[Testo in esame]
Cresce in Italia il fenomeno delle dimissioni volontarie. “Un fenomeno quasi paradossale nel nostro Paese, dato l’alto tasso di disoccupazione, soprattutto quando milioni di lavoratori hanno perso il lavoro a causa della pandemia” ha commentato Firstonline, riportando i dati dell’indagine Aidp (Associazione per la Direzione del Personale) su un campione di circa 600 aziende elaborate dal Centro Ricerche dell’associazione.
Se da un lato il 60% delle aziende è coinvolta dalla questione, nella maggior parte dei casi (il 75%) si tratta di un fenomeno inaspettato. Le fasce d’età maggiormente coinvolte riguardano i 26-35enni che rappresentano il 70% del campione, seguita dalla fascia 36-45 anni. Si tratta quindi di un fenomeno giovanile collocato soprattutto nelle mansioni impiegatizie (l’82%) e residenti nelle regioni del nord Italia (il 79%).
Sicuramente alla base della crescita esponenziale delle dimissioni volontarie ci sono: la ripresa del mercato del lavoro (48%), la ricerca di condizioni economiche più favorevoli (47%), l’aspirazione ad un maggior equilibrio tra vita privata e lavorativa (41%) e, infine, la ricerca di maggiori opportunità di carriera (38%).
Firstonline segnala che il 25% ha indicato la ricerca di un nuovo senso di vita e che il 20% ha imputato a un clima di lavoro negativo interno all’azienda la ragione delle dimissioni. A incidere sicuramente la pandemia che ha rimescolato le carte in tavola, cambiando l’atteggiamento delle persone nei confronti del lavoro e mettendo in discussione le loro priorità.
Ma questo trend non dipende dai piani di incentivazione all’uscita. Per il 57% dei direttori del personale il fenomeno è la dimostrazione di quanto sta cambiando la percezione che le persone hanno del lavoro e per il 30% di quanto, invece, stia cambiando il mercato del lavoro. Circa l’88% delle aziende coinvolte ha dichiarato che non hanno in vista un piano di incentivo all’uscita mentre il restante 12% si, anche con prepensionamenti.
[/Testo in esame]
[Dati estratti]
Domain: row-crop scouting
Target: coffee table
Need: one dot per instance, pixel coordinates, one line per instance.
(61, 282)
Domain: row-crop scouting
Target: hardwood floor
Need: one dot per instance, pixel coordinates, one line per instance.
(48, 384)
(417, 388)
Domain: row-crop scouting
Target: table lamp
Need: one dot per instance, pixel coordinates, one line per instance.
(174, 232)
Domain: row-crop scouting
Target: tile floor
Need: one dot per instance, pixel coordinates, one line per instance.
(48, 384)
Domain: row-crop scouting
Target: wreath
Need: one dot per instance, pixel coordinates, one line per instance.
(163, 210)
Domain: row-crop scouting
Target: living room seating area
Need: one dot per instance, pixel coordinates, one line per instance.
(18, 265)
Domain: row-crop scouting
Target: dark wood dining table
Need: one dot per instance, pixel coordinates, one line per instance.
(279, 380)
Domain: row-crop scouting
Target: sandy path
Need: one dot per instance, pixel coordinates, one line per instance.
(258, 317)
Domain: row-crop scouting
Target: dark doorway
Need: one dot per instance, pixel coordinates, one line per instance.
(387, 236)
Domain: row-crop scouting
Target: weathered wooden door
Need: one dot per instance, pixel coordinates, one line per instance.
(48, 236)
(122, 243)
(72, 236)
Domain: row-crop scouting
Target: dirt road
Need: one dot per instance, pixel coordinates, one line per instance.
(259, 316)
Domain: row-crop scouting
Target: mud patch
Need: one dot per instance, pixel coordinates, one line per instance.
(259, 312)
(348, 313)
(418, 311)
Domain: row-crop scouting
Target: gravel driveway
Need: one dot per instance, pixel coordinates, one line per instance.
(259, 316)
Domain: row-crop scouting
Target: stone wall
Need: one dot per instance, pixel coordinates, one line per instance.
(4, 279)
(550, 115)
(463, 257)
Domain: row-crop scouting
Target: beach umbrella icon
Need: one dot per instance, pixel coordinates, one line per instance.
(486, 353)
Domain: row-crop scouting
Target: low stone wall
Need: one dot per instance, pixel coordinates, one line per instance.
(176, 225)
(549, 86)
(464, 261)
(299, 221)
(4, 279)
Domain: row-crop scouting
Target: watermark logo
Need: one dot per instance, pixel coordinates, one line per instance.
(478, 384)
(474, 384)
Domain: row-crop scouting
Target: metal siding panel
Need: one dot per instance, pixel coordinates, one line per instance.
[/Dati estratti]
■ **Cosa fare**
[1] Ricopia parola per parola dal testo sulle dimissioni volontarie il passo che va da "Ma questo trend" fino a "anche con prepensionamenti." compreso.
[2] Traduci in inglese questa frase del testo sulle dimissioni volontarie: "Ma questo trend non dipende dai piani di incentivazione all'uscita."
[3] Prosegui il testo sulle dimissioni volontarie a partire dal punto in cui si ferma.
Le righe costituiscono materiale a sé, separato dal testo.

■ **Risposte numerate**
[1]
Ma questo trend non dipende dai piani di incentivazione all’uscita. Per il 57% dei direttori del personale il fenomeno è la dimostrazione di quanto sta cambiando la percezione che le persone hanno del lavoro e per il 30% di quanto, invece, stia cambiando il mercato del lavoro. Circa l’88% delle aziende coinvolte ha dichiarato che non hanno in vista un piano di incentivo all’uscita mentre il restante 12% si, anche con prepensionamenti.

[2] But this trend does not depend on exit incentive plans.

[3]
Rispetto al passato, l’impatto delle dimissioni per il 59% delle aziende è stato superiore di almeno il 15% e per il 32% l’aumento è stato del 30%. Numeri che evidenziano chiaramente “una novità improvvisa e inconfutabile”, per l’Aidp.
L’associazione ha anche analizzato la reazione delle aziende al fenomeno: il 55% si sta attrezzando sostituendo i fuoriusciti con altri dipendenti con contratti a tempo indeterminato e determinato; mentre per il 25% si tratta di un’occasione di riorganizzazione dei processi produttivi. Una parte significativa di aziende, il 15%, ha adottato una pratica attendista per valutare con maggior tempo gli impatti che avrà il fenomeno.
Le funzioni aziendali maggiormente coinvolte sono soprattutto informatica e digitale (32%), produzione (28%), marketing e commerciale (27%). Dal punto di vista dell’anzianità in aziende dei lavoratori coinvolti nelle “dimissioni di massa” la maggior parte riguarda la fascia da 1 a 5 anni, ossia circa il 75% e, in misura minore, i dipendenti presenti da più anni in azienda.